▼
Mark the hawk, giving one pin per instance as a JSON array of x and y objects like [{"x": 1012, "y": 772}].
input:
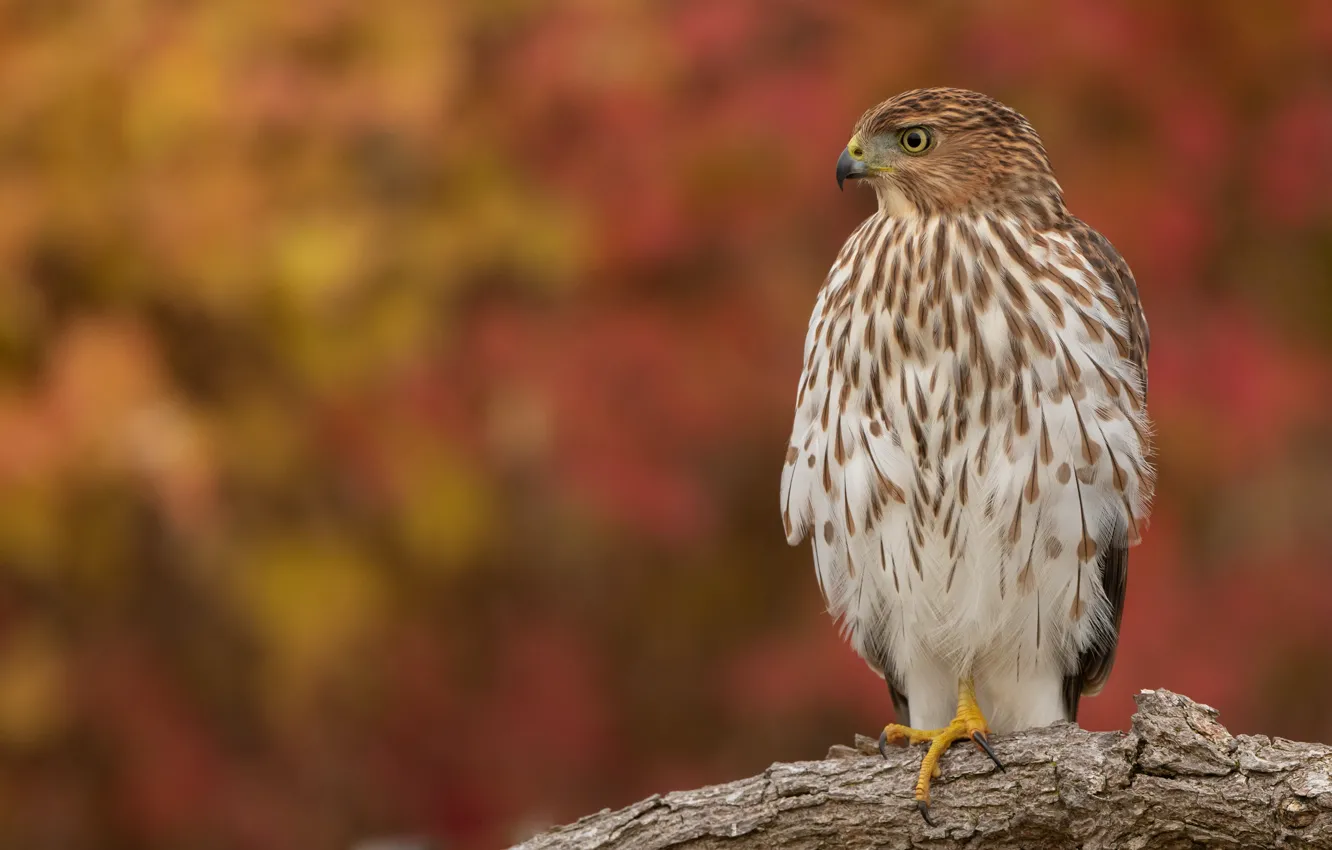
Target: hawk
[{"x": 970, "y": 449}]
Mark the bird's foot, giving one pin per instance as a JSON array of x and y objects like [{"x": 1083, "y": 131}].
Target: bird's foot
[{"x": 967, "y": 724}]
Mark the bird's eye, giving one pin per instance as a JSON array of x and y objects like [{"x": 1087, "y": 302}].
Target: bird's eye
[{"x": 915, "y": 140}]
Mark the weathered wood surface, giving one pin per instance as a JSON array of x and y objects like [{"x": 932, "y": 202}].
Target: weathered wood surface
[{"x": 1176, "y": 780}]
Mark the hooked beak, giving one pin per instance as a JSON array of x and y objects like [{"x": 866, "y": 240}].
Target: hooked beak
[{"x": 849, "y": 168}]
▲
▼
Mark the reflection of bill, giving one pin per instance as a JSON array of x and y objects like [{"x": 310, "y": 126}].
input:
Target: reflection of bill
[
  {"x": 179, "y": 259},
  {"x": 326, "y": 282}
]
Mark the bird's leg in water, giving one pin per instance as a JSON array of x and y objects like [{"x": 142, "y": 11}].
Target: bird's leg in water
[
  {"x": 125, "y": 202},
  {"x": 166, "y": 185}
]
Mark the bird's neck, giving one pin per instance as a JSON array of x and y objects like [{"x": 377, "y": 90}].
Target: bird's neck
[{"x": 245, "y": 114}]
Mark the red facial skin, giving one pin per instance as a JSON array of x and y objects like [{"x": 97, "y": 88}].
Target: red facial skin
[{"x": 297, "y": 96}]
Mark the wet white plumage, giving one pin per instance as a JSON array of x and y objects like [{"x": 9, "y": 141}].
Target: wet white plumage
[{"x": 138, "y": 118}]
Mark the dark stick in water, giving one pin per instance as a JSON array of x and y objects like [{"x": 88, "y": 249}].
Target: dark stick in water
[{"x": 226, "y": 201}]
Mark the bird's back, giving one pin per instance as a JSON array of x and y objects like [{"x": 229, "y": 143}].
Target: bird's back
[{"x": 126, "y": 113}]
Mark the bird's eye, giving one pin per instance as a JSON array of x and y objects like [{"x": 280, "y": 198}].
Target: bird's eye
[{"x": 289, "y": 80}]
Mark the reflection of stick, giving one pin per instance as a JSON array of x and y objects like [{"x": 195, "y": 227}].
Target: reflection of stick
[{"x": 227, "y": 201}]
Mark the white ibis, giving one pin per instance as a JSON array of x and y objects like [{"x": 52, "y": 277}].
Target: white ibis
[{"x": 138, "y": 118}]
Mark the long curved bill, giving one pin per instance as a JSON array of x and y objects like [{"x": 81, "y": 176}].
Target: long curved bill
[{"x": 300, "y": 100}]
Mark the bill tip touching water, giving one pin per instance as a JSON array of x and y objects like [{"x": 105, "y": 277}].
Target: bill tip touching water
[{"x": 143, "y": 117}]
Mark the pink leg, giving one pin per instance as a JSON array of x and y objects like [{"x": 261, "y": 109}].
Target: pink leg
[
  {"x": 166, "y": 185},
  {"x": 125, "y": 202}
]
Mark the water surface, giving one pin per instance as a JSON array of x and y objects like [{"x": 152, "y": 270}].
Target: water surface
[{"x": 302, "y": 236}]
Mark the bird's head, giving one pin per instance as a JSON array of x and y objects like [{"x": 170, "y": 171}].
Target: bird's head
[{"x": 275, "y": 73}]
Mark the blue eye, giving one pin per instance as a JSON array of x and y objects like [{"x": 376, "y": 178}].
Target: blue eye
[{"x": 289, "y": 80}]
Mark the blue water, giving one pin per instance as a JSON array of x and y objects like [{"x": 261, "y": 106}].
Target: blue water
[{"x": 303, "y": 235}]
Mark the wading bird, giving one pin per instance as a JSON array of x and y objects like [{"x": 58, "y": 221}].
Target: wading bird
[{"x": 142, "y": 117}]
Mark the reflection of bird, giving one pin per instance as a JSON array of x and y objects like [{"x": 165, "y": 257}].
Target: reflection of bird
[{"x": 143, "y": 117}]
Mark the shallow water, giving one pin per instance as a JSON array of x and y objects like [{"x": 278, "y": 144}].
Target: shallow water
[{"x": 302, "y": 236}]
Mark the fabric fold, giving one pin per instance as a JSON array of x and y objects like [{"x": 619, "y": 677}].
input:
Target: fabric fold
▲
▼
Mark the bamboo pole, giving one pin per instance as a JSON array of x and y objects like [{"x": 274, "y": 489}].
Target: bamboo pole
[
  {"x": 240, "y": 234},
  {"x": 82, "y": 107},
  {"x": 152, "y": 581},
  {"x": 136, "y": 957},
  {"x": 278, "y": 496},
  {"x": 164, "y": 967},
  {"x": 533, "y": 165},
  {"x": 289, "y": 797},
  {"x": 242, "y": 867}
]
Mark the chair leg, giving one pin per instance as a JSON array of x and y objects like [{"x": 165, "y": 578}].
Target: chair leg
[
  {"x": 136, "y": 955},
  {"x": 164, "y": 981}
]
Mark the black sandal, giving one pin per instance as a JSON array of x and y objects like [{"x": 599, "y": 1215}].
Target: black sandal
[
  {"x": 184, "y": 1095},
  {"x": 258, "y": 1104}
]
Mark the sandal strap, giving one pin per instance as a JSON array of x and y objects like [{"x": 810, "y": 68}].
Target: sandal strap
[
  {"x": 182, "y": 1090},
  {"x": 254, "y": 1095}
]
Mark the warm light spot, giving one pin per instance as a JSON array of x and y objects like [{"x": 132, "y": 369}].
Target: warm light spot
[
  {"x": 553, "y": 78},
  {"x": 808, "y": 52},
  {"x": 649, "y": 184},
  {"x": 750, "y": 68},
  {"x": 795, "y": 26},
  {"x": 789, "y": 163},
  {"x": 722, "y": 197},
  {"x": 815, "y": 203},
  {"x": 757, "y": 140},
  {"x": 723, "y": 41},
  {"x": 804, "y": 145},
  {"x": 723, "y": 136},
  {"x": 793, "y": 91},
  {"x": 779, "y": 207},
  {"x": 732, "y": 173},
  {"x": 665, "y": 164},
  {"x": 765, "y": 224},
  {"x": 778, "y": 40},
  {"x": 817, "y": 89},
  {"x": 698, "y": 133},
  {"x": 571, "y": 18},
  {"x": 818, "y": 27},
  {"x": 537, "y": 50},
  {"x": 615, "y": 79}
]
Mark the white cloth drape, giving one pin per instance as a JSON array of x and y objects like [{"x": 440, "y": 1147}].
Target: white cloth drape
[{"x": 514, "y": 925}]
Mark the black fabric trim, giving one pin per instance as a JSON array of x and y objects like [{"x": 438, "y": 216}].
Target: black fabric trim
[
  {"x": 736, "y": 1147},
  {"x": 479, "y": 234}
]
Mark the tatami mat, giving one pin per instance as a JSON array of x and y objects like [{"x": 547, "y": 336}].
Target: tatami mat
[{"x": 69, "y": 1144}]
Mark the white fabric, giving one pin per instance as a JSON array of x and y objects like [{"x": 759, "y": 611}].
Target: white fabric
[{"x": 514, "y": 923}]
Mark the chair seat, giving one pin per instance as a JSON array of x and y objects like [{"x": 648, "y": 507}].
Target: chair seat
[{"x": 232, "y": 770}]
▲
# SET TASK
Arrange the material from the line with "Mark the reflection of bird, giving" to the line with "Target: fabric fold" as a Markdown table with the columns Row and Material line. Number each line in the Row column and skip any blank lines.

# RESPONSE BELOW
| Row | Material line |
|---|---|
| 1 | Mark the reflection of bird, giving one pin per instance as a JSON array of x and y objects like [{"x": 165, "y": 257}]. |
| 2 | Target: reflection of bird |
| 3 | [{"x": 143, "y": 117}] |
| 4 | Mark the shallow water, giving one pin per instance as a JSON array of x and y objects like [{"x": 278, "y": 144}]. |
| 5 | Target: shallow water |
| 6 | [{"x": 302, "y": 236}] |
| 7 | Mark the fabric fold, giving one pin per instance as a JSON array of x and y objects like [{"x": 619, "y": 677}]. |
| 8 | input: |
| 9 | Target: fabric fold |